BEGIN Stored rows

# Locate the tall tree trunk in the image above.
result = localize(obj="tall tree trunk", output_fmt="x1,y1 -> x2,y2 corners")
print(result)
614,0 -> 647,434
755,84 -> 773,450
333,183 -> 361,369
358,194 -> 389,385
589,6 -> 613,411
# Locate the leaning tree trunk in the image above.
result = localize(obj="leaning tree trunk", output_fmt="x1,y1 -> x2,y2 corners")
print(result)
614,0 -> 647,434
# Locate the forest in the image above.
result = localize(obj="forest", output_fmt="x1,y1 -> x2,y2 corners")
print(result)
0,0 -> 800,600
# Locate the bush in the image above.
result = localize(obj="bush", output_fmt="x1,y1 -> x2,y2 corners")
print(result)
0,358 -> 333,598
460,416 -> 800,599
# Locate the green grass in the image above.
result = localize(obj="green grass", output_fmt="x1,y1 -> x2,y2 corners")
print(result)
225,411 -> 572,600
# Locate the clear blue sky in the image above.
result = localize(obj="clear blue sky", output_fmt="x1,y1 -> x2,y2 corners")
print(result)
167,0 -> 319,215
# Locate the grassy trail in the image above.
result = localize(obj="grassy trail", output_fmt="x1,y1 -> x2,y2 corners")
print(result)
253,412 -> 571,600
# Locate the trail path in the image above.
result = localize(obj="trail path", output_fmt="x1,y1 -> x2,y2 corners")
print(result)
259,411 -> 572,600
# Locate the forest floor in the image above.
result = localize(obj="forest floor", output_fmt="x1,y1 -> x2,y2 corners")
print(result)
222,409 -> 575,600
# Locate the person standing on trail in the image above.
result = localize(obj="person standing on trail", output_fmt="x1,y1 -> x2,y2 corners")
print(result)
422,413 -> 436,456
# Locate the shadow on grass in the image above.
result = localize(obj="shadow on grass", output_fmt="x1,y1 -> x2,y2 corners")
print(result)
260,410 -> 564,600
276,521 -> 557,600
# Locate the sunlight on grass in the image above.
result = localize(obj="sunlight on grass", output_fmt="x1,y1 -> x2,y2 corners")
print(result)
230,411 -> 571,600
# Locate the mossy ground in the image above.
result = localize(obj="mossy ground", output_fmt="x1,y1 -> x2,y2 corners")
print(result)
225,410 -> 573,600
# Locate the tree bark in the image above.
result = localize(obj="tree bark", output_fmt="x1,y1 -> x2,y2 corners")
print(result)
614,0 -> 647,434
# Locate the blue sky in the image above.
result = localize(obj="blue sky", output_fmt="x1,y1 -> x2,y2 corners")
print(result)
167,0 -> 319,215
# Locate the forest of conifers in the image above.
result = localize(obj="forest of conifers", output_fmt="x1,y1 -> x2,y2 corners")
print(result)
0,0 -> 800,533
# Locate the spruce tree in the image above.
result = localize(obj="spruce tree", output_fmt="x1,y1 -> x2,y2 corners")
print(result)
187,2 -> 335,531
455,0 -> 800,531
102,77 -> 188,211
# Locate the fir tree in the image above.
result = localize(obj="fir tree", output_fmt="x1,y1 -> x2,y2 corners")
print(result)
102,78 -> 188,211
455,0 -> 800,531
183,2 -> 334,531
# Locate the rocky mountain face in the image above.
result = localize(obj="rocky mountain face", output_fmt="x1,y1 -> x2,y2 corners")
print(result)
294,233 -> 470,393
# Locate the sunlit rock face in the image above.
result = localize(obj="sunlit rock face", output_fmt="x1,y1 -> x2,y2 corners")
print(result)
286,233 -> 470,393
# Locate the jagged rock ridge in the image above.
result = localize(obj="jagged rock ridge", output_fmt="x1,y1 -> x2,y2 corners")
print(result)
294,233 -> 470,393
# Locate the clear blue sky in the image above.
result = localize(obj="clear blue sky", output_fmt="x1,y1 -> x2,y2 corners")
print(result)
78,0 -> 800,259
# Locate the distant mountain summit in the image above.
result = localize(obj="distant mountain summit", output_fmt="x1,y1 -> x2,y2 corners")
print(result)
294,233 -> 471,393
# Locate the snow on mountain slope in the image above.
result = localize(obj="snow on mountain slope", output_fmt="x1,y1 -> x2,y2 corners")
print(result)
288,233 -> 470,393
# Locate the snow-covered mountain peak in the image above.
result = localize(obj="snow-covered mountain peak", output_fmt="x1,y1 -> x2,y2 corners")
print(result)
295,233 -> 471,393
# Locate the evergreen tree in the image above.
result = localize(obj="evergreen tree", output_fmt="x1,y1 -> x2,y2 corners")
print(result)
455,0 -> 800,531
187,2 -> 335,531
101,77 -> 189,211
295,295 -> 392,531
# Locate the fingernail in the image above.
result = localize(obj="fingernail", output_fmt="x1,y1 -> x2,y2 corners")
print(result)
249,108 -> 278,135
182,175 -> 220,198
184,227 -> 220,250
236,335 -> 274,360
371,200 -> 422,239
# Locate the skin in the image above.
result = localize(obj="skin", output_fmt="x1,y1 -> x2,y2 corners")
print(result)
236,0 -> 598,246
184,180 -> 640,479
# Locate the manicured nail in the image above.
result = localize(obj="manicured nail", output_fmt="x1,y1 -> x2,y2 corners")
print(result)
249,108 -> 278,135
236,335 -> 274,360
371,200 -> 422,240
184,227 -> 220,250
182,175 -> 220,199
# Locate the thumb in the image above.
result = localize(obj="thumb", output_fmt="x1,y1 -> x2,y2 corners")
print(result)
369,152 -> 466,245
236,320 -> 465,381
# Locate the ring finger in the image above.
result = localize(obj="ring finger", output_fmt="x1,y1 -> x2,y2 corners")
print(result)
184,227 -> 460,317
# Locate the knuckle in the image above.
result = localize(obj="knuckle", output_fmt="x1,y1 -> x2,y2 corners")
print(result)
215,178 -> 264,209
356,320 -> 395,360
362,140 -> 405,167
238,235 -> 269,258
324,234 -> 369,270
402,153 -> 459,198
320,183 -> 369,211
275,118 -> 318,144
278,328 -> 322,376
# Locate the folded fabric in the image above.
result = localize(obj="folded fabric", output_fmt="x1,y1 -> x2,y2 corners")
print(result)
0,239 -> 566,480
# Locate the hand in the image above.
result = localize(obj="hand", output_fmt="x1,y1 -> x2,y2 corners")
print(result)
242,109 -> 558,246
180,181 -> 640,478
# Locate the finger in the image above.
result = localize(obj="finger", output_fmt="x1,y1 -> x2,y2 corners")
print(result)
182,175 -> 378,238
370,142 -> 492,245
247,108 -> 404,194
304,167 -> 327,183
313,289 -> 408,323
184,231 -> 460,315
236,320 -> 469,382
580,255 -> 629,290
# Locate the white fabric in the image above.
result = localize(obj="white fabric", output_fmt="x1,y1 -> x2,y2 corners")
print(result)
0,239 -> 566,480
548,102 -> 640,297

END Stored rows

What the task requires =
Swap every "Locate" in the material for "Find" and reproduce the lines with nothing else altered.

Response =
# Find the tall tree trunk in the image above.
result = localize(obj="tall tree trunk", output_fmt="x1,y1 -> x2,y2 corners")
print(result)
614,0 -> 647,434
755,84 -> 773,450
333,183 -> 361,369
358,194 -> 389,385
589,6 -> 613,411
# Find the leaning tree trunk in the image above.
result = localize(obj="leaning tree trunk", output_fmt="x1,y1 -> x2,y2 corners")
print(result)
614,0 -> 647,434
# Find the forest in the image above.
result = localize(obj="forest", output_fmt="x1,y1 -> x2,y2 corners")
print(result)
0,0 -> 800,600
# Find the bush in the image above.
result = localize(obj="bush", output_fmt="x1,y1 -> x2,y2 corners")
print(result)
0,358 -> 333,598
460,416 -> 800,599
# Find the green grass in the image above.
result = localize(obj="green grass", output_fmt="x1,y1 -> x2,y2 corners")
print(result)
225,411 -> 572,600
# Find the clear blue sky in the image above.
result = localize(obj="clear blue sky", output_fmt="x1,y1 -> x2,y2 corners")
print(result)
167,0 -> 319,215
# Find the grassy trail in the image above.
result = localize(obj="grassy trail", output_fmt="x1,y1 -> x2,y2 corners")
print(result)
253,412 -> 571,600
# Find the trail path in the image above.
result = localize(obj="trail path", output_fmt="x1,y1 -> x2,y2 corners")
print(result)
259,411 -> 572,600
# Find the forest floor in the image above.
result = localize(obj="forest floor", output_fmt="x1,y1 -> x2,y2 corners")
print(result)
222,409 -> 575,600
# Find the person standing on trail in the image above.
result = localize(obj="person standing on trail", output_fmt="x1,y1 -> x2,y2 corners")
print(result)
422,413 -> 436,456
# Find the shadow on grass in the image above.
result = localize(obj="shadow on grass", output_fmt="x1,y1 -> x2,y2 corners")
print(result)
260,410 -> 564,600
276,521 -> 557,600
# Find the sunlight on grass in the image above.
result = localize(obj="sunlight on grass", output_fmt="x1,y1 -> x2,y2 corners")
print(result)
230,411 -> 571,600
# Find the mossy ground in the image above.
result = localize(obj="mossy ground", output_fmt="x1,y1 -> x2,y2 corners")
print(result)
225,410 -> 573,600
# Find the tree bark in the image above.
result = localize(obj="tree bark", output_fmt="x1,y1 -> x2,y2 corners")
print(result)
614,0 -> 647,434
# Find the blue sky in the image above.
result = localize(obj="blue sky", output_fmt="x1,y1 -> x2,y2 corners")
print(result)
167,0 -> 319,215
# Find the forest of conifers in the image above.
result = localize(obj="forest of conifers", output_fmt="x1,y1 -> x2,y2 corners")
print(result)
0,0 -> 800,533
# Find the spruce tree in the image above.
result = localize(obj="spruce tree", output_fmt="x1,y1 -> x2,y2 corners")
print(result)
187,2 -> 335,531
455,0 -> 800,531
102,77 -> 188,211
# Find the fir tree in the image above.
result = localize(obj="fir tree", output_fmt="x1,y1 -> x2,y2 corners")
print(result)
102,78 -> 188,211
455,0 -> 800,531
183,2 -> 334,531
# Find the rocky mountain face in the image above.
result = localize(obj="rocky mountain face", output_fmt="x1,y1 -> x2,y2 corners")
print(result)
294,233 -> 470,393
# Find the sunlit rock face in the image above.
result = localize(obj="sunlit rock face", output_fmt="x1,y1 -> x2,y2 corners")
print(result)
286,233 -> 470,393
# Find the jagged rock ridge in the image above.
result = localize(obj="jagged rock ridge", output_fmt="x1,y1 -> x2,y2 corners")
print(result)
294,233 -> 470,393
# Find the clear blue sky in the image above.
result = localize(obj="clear blue sky", output_fmt="x1,y1 -> x2,y2 corners")
print(result)
78,0 -> 800,259
# Find the distant mountain summit in the image above.
result = localize(obj="distant mountain summit", output_fmt="x1,y1 -> x2,y2 corners")
print(result)
294,233 -> 471,393
# Find the snow on mountain slope in the image above.
result = localize(obj="snow on mountain slope", output_fmt="x1,y1 -> x2,y2 corners")
print(result)
288,233 -> 470,393
# Find the snow-covered mountain peak in the image above.
result = localize(obj="snow-covered mountain peak", output_fmt="x1,y1 -> x2,y2 corners")
print(result)
295,233 -> 471,393
# Find the evergreen tree in the image above.
result = localize(obj="evergreen tree", output_fmt="x1,y1 -> x2,y2 corners")
print(result)
455,0 -> 800,531
187,2 -> 335,531
101,77 -> 189,211
295,295 -> 392,531
# Find the fingernail in the image above.
result = localize(obj="fingernail", output_fmt="x1,y1 -> x2,y2 corners")
print(result)
249,108 -> 278,135
182,175 -> 220,198
184,227 -> 220,250
236,335 -> 274,360
371,200 -> 422,239
# Find the skin in the image above.
result = localize(obj="skin", output_fmt="x1,y1 -> x2,y2 corners")
print(result)
236,0 -> 598,246
184,180 -> 640,479
# Find the manicured nail in the image above.
result = localize(obj="manicured nail", output_fmt="x1,y1 -> x2,y2 corners")
print(result)
249,108 -> 278,135
236,335 -> 274,360
371,200 -> 422,240
184,227 -> 220,250
182,175 -> 220,199
# Find the thumb in the image above.
result = localize(obj="thumb", output_fmt="x1,y1 -> x2,y2 corners")
print(result)
369,152 -> 466,245
236,320 -> 465,381
# Find the ring finger in the image above.
result = localize(obj="ring finger", output_fmt="x1,y1 -> x2,y2 corners")
print(result)
184,227 -> 460,317
# Find the knuckle in the image above.
result = localize(obj="knuckle", output_fmt="x1,y1 -> x2,y2 corners")
print(result)
215,178 -> 264,209
356,320 -> 395,360
362,140 -> 405,167
238,235 -> 269,258
324,234 -> 369,270
402,153 -> 459,198
320,183 -> 369,211
275,118 -> 318,144
278,328 -> 322,376
# Find the folded fabric in the image above.
result = localize(obj="folded fabric", output_fmt="x1,y1 -> x2,y2 corners")
print(result)
0,239 -> 566,480
# Find the hand in the image above.
result = localize(obj="hand", output_fmt="x1,y1 -> x2,y2 corners")
print(result)
242,109 -> 558,246
180,181 -> 640,478
# Find the finger in the image above.
result = localize(obj="finger", output_fmt="x1,y1 -> x2,y2 corners")
print(result)
182,175 -> 378,238
370,142 -> 492,245
247,108 -> 404,194
304,167 -> 327,183
313,289 -> 408,323
184,231 -> 460,315
236,320 -> 469,382
580,255 -> 629,290
# Find the white fabric in the image above.
result = localize(obj="white fabric", output_fmt="x1,y1 -> x2,y2 corners")
print(result)
0,239 -> 566,480
548,102 -> 640,297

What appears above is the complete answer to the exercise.